- Excerpt provided -
____
Drones Lead The Way At Fortune’s Brainstorm Health Conference
Last week, Fortune Magazine’s fourth annual Drones Lead The Way At Fortune’s Brainstorm Health Conference. The twofold mission of this event, as described in its website, was “to determine how technologies can actually move people to better behavior–and better health” and to determine “how we can best harness the power of business to improve health’s bottom line.” The conference featured – as both presenters and attendees – C-suite leaders of top companies, hospitals, insurers, cutting-edge pharma and biotech companies, venture capital, tech and telecom, and other industries with something to contribute to the business of healthcare.
One of those leaders was Keller Rinaudo, the CEO of Zipline International. Long-time readers of the Dronethusiast news section should recognize the name Zipline, the company which runs a drone-based commercial blood delivery service in Rwanda and which hopes to expand to the US and other countries. Rinaudo’s presentation – which can be viewed in full for free on the Fortune website – contained what attendees called “stunning images” of the extremely well-funded work his for-profit company is doing in Africa. Today, thanks to Zipline, Rwanda is delivering 60% of the national blood supply outside of Kigali (the capital city) using drones. About half of that blood is being used for mothers suffering from postpartum hemorrhaging.
____
- Listed entries -
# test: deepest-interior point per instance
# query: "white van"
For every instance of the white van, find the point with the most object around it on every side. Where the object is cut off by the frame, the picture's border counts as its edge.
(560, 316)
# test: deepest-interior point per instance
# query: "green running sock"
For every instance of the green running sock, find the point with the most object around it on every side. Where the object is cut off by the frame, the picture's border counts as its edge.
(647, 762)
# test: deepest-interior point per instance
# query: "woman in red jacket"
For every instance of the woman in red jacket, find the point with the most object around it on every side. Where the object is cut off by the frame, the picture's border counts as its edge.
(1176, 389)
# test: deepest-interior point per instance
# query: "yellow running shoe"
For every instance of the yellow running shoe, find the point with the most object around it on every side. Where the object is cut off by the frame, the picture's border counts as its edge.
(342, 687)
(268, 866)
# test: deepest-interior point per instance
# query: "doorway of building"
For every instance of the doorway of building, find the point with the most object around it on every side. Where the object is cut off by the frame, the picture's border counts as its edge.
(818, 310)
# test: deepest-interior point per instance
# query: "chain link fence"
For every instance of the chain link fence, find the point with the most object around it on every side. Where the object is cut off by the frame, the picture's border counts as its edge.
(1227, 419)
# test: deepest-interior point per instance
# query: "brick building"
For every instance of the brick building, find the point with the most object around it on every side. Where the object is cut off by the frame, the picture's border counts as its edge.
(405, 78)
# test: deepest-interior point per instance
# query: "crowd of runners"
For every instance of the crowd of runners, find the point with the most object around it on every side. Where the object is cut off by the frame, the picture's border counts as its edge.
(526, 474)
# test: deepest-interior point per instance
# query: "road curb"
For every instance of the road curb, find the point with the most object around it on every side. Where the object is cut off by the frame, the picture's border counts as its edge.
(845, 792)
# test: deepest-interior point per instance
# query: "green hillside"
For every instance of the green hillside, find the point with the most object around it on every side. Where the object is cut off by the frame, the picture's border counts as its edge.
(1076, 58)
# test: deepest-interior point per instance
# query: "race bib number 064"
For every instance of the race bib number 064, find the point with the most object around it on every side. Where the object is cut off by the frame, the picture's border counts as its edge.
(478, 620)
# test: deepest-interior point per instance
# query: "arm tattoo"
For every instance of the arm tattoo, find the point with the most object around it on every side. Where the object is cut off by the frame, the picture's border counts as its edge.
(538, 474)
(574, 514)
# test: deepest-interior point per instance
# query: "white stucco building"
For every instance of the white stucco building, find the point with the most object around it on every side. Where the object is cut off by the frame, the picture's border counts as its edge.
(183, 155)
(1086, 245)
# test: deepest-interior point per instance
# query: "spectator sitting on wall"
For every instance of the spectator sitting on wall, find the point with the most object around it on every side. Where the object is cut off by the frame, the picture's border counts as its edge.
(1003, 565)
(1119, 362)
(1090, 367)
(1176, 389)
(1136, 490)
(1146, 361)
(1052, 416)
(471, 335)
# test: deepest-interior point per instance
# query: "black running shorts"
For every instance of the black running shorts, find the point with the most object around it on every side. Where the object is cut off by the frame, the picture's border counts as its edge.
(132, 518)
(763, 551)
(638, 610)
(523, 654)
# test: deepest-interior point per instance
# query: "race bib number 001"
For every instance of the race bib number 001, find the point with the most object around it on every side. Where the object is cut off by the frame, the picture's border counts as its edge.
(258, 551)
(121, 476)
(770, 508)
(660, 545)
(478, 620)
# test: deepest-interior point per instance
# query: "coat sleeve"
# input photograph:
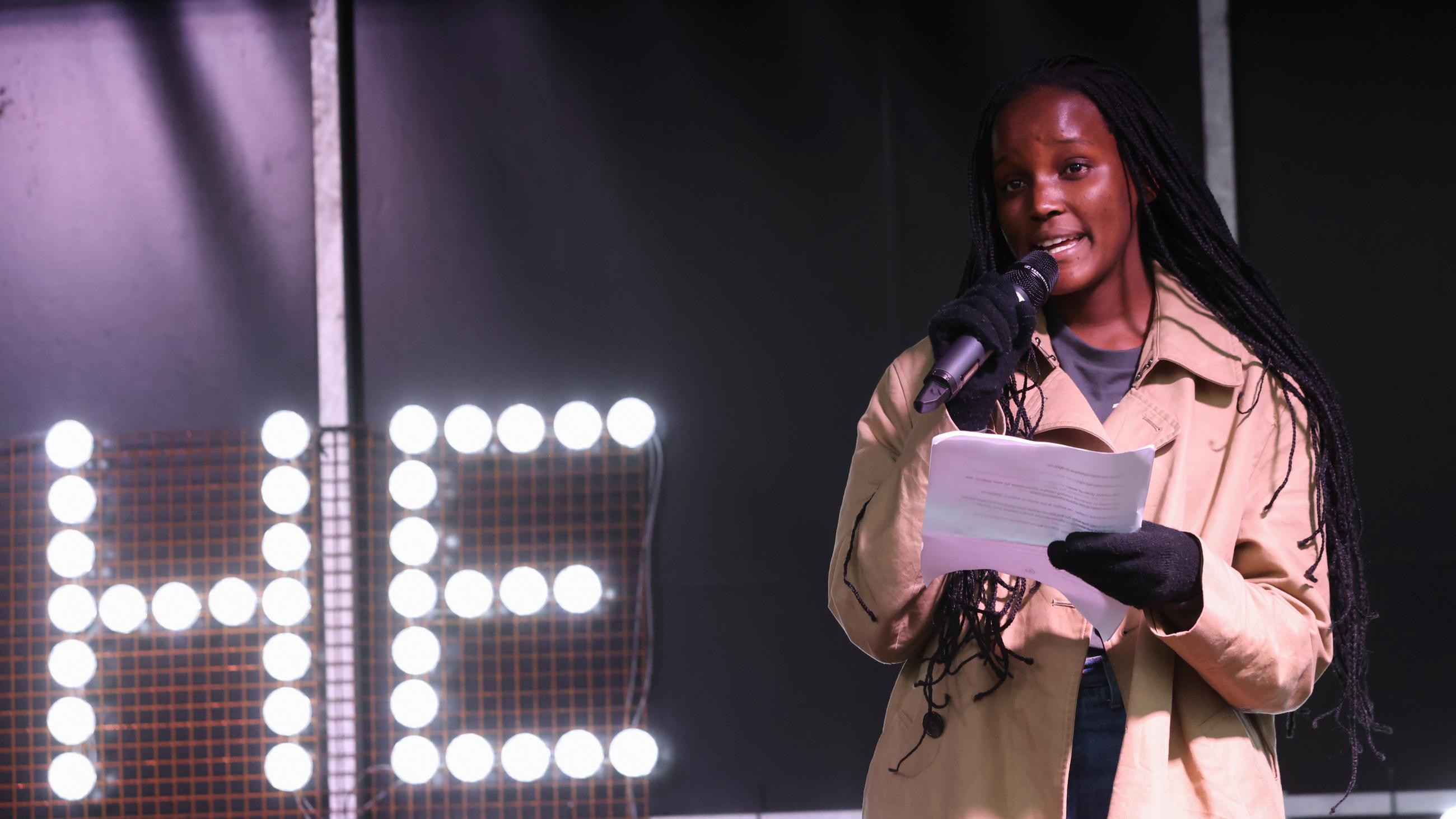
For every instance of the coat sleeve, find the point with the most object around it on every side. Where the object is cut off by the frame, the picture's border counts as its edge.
(875, 588)
(1264, 633)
____
- Questions to answer -
#1 Answer from the article about drones at the Brainstorm Health conference:
(a) Who is the CEO of Zipline International?
(b) Which city does the article name as Rwanda's capital?
(c) About half of the drone-delivered blood is used for which patients?
#2 The article about drones at the Brainstorm Health conference lists the groups whose C-suite leaders took part as presenters and attendees. Name each one it gives, leaving out the closing catch-all about other industries.
#3 Pick up the article about drones at the Brainstorm Health conference after its last sentence and write on from there.

- Results by task -
#1
(a) Keller Rinaudo
(b) Kigali
(c) Mothers suffering from postpartum hemorrhaging

#2
- Top companies
- Hospitals
- Insurers
- Cutting-edge pharma and biotech companies
- Venture capital
- Tech and telecom

#3
To hear Rinaudo tell the story, his company is finding innovative ways to help the underprivileged populations of the world’s most poverty-stricken continent. The introduction to his presentation calls out the way that “the logistics of today’s health care system really only serve the ‘golden billion’ people on the planet.’” He points out – correctly – that his company’s drones are precise enough to deliver to a mailbox set up by a resident and don’t need a runway to take off and land. He says that the made nearly 4,000 lifesaving emergency deliveries in the last year alone, and that the four distribution centers it plans to build in Ghana will make medical products available to 20 million people.
But other conference attendees were not as impressed with the power of innovative technology to fix the world’s healthcare problems. Peter Sands observed that “the business community is not really engaged in global health in the way they are engaged in the environment.” The former banker shared the findings of his group, The Global Fund For AIDS, Tuberculosis And Malaria, which found that 74 percent of Fortune 500 companies have policies on the environment while just 10 percent are formally addressing global health.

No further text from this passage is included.